#### [Consignes]
**A.** Recopiez à l'identique, dans le texte sur le métavers, le passage qui va de « Le métavers s’impose » jusqu'à « dans le métavers. » inclus.
**B.** Traduisez en anglais la phrase suivante du texte sur le métavers : « Le métavers s'impose progressivement comme un environnement alternatif d'interaction entre les entreprises et leur public cible. »

#### [Texte fourni]

# # # # # # #

Le métavers : quel impact pour l’industrie et la logistique ?
Le métavers est un néologisme faisant référence à ce qui pourrait être la prochaine révolution de l’internet : la consolidation d’univers virtuels offrant à l’utilisateur une expérience multisensorielle grâce à de nouveaux appareils connectés. Cette nouvelle tendance digitale combine des technologies telles que la réalité virtuelle, la blockchain, l’intelligence artificielle et l’internet des objets (IoT) pour offrir des expériences immersives.
Le métavers s’impose progressivement comme un environnement alternatif d’interaction entre les entreprises et leur public cible. Des entreprises non technologiques comme la multinationale espagnole du retail Zara, la banque japonaise SoftBank Group ou le studio américain Disney ont suivi les pas de Microsoft, Apple ou encore Nvidia.
En effet, le métavers est sous les projecteurs de la technologie. Comme le souligne le cabinet de conseil américain Gartner dans son étude Predicts 2022 : 4 technology bets for building the digital future, une personne sur quatre dans le monde passera au moins une heure par jour dans le métavers à partir de 2026. Gartner prévoit également que, d’ici quatre ans, 30 % des organisations du monde entier proposeront leurs produits et services dans le métavers.

# # # # # # #

#### [Données fournies]
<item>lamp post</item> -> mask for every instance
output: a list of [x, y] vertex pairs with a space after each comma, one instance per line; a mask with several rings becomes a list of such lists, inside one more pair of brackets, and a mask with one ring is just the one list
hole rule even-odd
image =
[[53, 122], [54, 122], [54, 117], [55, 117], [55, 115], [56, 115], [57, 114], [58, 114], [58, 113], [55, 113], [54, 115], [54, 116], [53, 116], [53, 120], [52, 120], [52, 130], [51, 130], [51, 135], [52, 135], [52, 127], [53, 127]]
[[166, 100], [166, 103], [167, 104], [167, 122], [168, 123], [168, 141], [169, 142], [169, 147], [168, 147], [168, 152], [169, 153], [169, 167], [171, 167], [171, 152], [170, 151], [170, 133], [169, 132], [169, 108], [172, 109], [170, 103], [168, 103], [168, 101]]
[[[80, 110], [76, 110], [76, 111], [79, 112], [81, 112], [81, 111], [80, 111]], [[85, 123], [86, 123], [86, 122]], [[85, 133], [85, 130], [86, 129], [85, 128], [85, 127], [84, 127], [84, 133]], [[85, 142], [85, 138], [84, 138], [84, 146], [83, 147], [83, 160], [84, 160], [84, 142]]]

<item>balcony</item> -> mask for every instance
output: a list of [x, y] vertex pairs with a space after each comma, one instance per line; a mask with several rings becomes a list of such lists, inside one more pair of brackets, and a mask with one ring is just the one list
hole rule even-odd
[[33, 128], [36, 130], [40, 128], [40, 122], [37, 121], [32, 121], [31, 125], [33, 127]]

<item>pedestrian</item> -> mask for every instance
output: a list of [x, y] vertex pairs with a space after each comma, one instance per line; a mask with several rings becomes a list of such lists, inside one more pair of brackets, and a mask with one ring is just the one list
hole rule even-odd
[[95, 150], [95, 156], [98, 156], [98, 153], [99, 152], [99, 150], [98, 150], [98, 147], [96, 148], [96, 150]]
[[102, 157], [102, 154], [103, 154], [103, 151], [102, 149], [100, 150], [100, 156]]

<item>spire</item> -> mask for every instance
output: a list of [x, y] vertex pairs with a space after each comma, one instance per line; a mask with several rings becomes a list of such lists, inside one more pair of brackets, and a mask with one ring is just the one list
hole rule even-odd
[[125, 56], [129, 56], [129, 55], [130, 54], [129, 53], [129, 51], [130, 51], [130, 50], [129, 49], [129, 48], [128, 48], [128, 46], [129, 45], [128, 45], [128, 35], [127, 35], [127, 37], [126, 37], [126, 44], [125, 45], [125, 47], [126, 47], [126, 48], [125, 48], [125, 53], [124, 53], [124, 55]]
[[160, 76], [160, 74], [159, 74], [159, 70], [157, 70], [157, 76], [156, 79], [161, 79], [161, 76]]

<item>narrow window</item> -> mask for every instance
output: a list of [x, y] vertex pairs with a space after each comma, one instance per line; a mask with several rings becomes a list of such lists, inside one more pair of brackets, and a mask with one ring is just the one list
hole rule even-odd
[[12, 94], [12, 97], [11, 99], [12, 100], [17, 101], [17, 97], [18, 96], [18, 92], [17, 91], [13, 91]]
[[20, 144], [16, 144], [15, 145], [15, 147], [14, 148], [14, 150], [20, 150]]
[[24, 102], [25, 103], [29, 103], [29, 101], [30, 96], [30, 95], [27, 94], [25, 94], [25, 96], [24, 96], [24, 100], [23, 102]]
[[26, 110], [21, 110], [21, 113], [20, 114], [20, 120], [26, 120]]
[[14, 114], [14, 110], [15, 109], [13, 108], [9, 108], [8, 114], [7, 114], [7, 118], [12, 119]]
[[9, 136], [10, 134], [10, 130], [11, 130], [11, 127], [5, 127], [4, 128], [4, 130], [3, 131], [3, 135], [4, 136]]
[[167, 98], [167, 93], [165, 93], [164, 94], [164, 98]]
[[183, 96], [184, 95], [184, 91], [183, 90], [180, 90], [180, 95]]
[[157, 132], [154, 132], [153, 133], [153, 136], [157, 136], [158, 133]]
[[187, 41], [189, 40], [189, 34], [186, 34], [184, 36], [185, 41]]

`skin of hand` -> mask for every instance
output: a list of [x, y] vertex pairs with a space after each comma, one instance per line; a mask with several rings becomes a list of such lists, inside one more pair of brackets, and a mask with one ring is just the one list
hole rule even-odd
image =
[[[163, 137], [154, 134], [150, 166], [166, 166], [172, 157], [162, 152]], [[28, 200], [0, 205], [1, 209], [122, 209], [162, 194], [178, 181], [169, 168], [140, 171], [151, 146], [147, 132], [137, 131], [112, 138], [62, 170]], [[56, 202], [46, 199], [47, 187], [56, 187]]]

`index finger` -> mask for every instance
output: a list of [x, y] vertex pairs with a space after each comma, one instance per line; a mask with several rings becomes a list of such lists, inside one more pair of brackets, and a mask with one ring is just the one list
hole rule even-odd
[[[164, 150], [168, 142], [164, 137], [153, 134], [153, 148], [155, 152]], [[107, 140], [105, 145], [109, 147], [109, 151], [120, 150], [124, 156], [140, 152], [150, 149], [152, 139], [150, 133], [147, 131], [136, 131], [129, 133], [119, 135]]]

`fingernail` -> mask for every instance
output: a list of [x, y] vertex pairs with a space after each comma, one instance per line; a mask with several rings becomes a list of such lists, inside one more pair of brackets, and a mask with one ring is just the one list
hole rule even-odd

# # # # # # #

#### [Corrigé]
**A.**
Le métavers s’impose progressivement comme un environnement alternatif d’interaction entre les entreprises et leur public cible. Des entreprises non technologiques comme la multinationale espagnole du retail Zara, la banque japonaise SoftBank Group ou le studio américain Disney ont suivi les pas de Microsoft, Apple ou encore Nvidia.
En effet, le métavers est sous les projecteurs de la technologie. Comme le souligne le cabinet de conseil américain Gartner dans son étude Predicts 2022 : 4 technology bets for building the digital future, une personne sur quatre dans le monde passera au moins une heure par jour dans le métavers à partir de 2026. Gartner prévoit également que, d’ici quatre ans, 30 % des organisations du monde entier proposeront leurs produits et services dans le métavers.

**B.** The metaverse is gradually establishing itself as an alternative environment for interaction between companies and their target audience.